- AIM OF THE EXERCISE:
Each line of the data should be given again exactly.

- SUPPLIED ENTRIES:
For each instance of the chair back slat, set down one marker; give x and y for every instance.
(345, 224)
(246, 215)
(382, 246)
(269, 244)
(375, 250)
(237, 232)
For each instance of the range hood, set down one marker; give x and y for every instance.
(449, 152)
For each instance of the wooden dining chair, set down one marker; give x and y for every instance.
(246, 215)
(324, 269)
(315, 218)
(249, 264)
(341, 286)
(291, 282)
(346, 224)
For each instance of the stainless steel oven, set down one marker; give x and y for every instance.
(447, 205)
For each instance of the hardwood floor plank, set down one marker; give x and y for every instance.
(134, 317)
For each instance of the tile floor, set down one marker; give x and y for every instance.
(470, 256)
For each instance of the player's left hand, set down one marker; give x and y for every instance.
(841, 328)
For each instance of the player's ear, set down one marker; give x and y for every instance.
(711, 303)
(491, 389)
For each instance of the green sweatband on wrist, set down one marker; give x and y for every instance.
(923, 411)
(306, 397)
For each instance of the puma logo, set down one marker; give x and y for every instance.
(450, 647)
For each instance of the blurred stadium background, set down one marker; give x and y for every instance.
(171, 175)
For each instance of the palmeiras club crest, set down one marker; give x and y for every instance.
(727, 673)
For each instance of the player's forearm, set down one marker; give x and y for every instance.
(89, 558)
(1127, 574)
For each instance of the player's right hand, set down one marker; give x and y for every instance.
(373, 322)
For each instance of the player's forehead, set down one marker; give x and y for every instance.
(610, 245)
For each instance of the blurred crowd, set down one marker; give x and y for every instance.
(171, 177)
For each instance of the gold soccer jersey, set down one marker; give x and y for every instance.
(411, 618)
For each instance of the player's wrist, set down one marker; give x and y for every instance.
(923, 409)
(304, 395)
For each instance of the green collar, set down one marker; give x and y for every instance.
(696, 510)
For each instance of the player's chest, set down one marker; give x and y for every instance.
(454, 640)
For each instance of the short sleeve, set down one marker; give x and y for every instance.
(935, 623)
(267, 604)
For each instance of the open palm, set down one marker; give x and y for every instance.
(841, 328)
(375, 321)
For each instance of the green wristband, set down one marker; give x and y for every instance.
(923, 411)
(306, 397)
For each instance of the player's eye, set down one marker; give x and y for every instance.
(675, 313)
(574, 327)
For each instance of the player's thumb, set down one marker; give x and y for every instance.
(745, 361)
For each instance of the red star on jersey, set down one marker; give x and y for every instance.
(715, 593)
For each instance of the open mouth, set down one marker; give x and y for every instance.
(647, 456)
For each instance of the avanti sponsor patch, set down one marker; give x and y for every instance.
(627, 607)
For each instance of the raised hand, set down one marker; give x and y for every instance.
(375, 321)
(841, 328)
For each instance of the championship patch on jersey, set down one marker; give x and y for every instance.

- YOUR SOLUTION:
For each instance of the chair back slat, set down one marker; give x and y for every instance.
(345, 224)
(246, 215)
(382, 246)
(269, 244)
(375, 250)
(237, 232)
For each instance of the range hood, set down one marker; give x and y for every instance.
(449, 152)
For each instance of the wooden dining chair, set down one marker; give x and y for every instance.
(246, 215)
(324, 269)
(315, 218)
(249, 264)
(341, 286)
(291, 282)
(346, 224)
For each instance of the stainless steel oven, set down one marker; give x and y for every instance.
(447, 205)
For each instance of the hardwood floor plank, set down one marker; give x and y for every instance.
(134, 317)
For each instance of the tile floor, set down one marker; give x and y for every instance.
(470, 256)
For each instance of the player's left hand, set down one marker; give x and y for every instance.
(841, 328)
For each instance of the player's ear, set down one marker; give x and y for every instance.
(711, 303)
(491, 389)
For each instance of the green sweatband on wrist, set down one marker; give x and y for every instance.
(923, 411)
(306, 397)
For each instance of the puma logo, set down one marker; give x and y for every instance.
(450, 647)
For each instance of the blurred stadium background, set down one marker; give x and y for every instance.
(171, 175)
For each instance of the palmeiras club crest, set down one marker; give x and y for every instance.
(727, 673)
For each instance of the player's forearm, set down one marker; give x and y for every instance.
(89, 558)
(1127, 574)
For each instance of the player's right hand, set down one marker; give x and y for every instance.
(373, 322)
For each instance of the player's forehead, set down one marker; give x and y for every instance.
(610, 245)
For each instance of the blurred crowd, set down one marker; give x and y for every instance.
(171, 177)
For each instance of the gold soccer jersey, set down one marker; give x and y for every instance.
(411, 618)
For each instance of the player's wrist, set down one marker; give x and y for every instance.
(923, 409)
(304, 395)
For each instance of the green collar, set down one marker; give x and y for every instance.
(696, 510)
For each instance of the player's chest, set down one marker; give x and y for every instance.
(454, 640)
For each instance of the short sleeve, set down one marker; give x and y for every instance.
(935, 623)
(267, 604)
For each instance of the open palm, set down one marker; give x and y for every instance.
(841, 328)
(375, 321)
For each instance of the green wristband, set down one marker; give x and y for every instance.
(923, 411)
(306, 397)
For each instance of the player's eye, set down one marker; give x and y for every instance.
(675, 313)
(574, 327)
For each instance of the player's thumb, set down one marker; give x and y for every instance.
(745, 361)
For each instance of the red star on jersey, set down one marker; give x and y for every instance.
(715, 593)
For each instance of the open mouth, set down one marker; give x and y for every instance.
(647, 456)
For each instance of the avanti sponsor patch, set down one marker; give x and y for every instance.
(627, 607)
For each instance of the raised hand, set down one marker; give x and y for every instance.
(375, 321)
(841, 328)
For each instance of the championship patch on jersey, set down one marker; give x and y for every instance.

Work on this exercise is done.